Source data:

BEGIN

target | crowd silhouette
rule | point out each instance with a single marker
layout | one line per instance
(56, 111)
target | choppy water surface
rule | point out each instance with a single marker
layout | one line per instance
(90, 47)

END

WHAT THE TASK REQUIRES: Restate the data above word for word. Leave nothing out.

RESPONSE BELOW:
target | crowd silhouette
rule | point out each instance with a single marker
layout | one line per instance
(56, 111)
target | choppy water surface
rule | point out each instance with a single marker
layout | one line per instance
(90, 47)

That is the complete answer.